— BEGIN —
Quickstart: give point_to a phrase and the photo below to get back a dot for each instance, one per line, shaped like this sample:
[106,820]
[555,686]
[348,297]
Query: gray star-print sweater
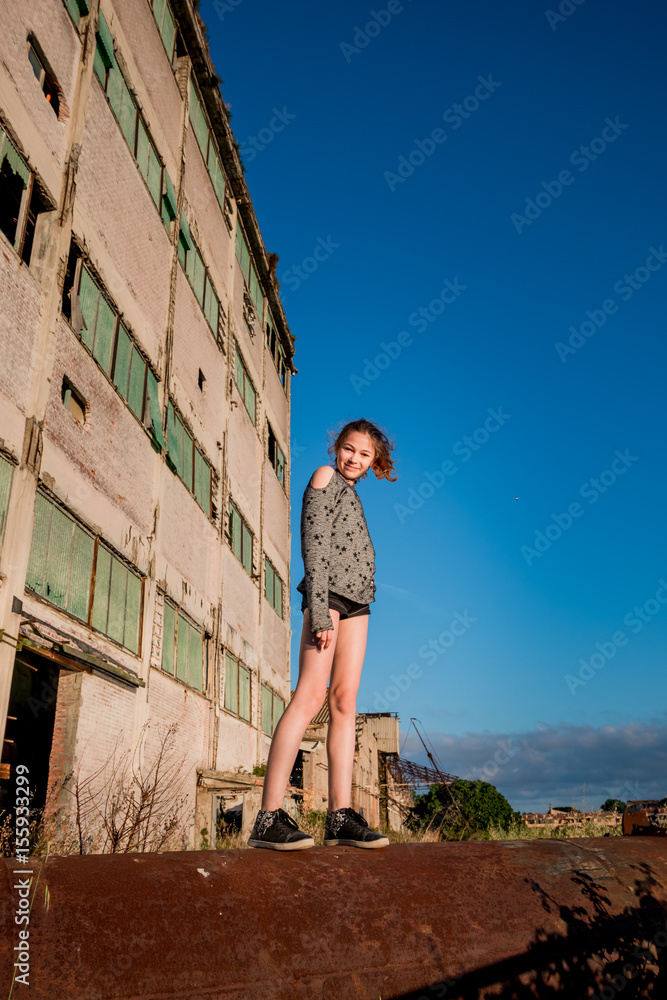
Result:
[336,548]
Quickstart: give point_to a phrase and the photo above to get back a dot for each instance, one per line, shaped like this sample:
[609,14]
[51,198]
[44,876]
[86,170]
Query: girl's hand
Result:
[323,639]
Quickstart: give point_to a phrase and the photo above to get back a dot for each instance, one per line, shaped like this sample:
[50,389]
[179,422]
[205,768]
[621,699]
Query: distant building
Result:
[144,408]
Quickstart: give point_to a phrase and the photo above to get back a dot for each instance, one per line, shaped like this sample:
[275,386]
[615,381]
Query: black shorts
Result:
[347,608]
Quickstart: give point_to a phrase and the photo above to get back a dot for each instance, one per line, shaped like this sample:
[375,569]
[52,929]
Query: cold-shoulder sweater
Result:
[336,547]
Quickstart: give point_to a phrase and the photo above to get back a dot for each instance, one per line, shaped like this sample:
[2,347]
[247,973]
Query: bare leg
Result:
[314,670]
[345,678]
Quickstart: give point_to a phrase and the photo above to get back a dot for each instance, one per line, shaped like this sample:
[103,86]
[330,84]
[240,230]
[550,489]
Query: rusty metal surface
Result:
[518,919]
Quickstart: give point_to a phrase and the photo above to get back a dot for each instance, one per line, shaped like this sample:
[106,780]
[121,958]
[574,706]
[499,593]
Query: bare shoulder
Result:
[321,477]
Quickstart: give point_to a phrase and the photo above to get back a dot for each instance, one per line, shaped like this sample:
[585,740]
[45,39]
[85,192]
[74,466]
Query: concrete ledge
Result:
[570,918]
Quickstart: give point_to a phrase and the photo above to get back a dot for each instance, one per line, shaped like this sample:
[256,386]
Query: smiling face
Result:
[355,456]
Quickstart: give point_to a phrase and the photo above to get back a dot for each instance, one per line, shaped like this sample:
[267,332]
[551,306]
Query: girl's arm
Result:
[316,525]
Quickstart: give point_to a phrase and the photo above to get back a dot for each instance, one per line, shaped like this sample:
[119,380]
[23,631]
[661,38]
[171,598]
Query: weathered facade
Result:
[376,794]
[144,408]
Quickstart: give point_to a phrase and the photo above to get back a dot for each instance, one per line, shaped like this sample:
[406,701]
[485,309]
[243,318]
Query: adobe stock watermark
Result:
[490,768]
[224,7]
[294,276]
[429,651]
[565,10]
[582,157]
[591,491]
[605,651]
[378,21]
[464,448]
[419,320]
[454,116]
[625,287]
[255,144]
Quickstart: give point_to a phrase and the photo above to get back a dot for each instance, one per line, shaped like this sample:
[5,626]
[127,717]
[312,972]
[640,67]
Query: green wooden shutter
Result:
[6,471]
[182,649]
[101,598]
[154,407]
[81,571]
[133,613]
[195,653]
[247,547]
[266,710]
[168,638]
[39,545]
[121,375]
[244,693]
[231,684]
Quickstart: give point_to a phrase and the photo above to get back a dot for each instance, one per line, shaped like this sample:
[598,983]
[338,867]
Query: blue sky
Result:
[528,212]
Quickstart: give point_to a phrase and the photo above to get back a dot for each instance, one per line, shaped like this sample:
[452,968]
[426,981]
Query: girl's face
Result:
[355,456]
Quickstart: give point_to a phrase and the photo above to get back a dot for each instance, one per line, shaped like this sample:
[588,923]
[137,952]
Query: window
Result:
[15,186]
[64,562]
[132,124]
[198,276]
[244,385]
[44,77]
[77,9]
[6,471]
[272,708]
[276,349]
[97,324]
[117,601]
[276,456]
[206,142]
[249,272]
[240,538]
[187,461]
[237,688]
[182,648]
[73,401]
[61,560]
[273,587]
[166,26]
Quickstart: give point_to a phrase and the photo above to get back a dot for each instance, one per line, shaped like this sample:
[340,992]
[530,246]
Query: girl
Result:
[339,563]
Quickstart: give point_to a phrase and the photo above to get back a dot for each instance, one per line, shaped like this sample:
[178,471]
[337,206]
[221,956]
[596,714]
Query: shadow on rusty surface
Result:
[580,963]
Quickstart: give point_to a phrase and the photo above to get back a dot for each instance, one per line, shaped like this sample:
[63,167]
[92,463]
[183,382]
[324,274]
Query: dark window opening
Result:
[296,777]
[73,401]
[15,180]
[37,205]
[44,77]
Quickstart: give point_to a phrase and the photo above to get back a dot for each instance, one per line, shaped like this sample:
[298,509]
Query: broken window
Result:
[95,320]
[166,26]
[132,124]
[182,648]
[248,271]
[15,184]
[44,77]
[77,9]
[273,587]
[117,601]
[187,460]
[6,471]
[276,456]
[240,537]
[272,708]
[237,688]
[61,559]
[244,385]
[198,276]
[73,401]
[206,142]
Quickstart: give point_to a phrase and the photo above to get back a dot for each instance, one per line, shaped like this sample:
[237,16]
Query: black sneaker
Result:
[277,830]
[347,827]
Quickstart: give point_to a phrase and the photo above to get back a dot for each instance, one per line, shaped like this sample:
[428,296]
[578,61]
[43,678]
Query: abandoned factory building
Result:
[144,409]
— END —
— BEGIN —
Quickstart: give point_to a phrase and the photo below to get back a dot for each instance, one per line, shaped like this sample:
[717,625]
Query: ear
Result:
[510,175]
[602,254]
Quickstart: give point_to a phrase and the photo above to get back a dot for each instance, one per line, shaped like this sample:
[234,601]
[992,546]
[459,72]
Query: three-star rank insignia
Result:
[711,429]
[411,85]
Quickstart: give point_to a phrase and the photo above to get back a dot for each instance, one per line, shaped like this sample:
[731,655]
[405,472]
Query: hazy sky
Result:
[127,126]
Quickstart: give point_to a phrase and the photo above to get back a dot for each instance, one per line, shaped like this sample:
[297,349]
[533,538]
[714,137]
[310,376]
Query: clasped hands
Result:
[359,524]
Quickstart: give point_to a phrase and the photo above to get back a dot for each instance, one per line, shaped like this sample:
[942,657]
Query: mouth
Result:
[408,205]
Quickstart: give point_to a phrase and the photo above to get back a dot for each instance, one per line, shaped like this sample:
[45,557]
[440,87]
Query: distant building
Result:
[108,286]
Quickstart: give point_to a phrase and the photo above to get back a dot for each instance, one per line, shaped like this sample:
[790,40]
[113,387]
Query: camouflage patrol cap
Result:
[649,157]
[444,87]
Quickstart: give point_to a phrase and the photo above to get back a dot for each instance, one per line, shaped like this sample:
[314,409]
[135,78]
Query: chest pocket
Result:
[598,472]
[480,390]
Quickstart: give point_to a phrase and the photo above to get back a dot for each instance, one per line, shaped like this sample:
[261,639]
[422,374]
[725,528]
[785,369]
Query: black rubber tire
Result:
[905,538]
— END —
### OBJECTIVE:
List every line of the items above that contains the string "shoulder". Matching is case-sensitive.

### SOLUTION:
Query: cold-shoulder sweater
Query: bare shoulder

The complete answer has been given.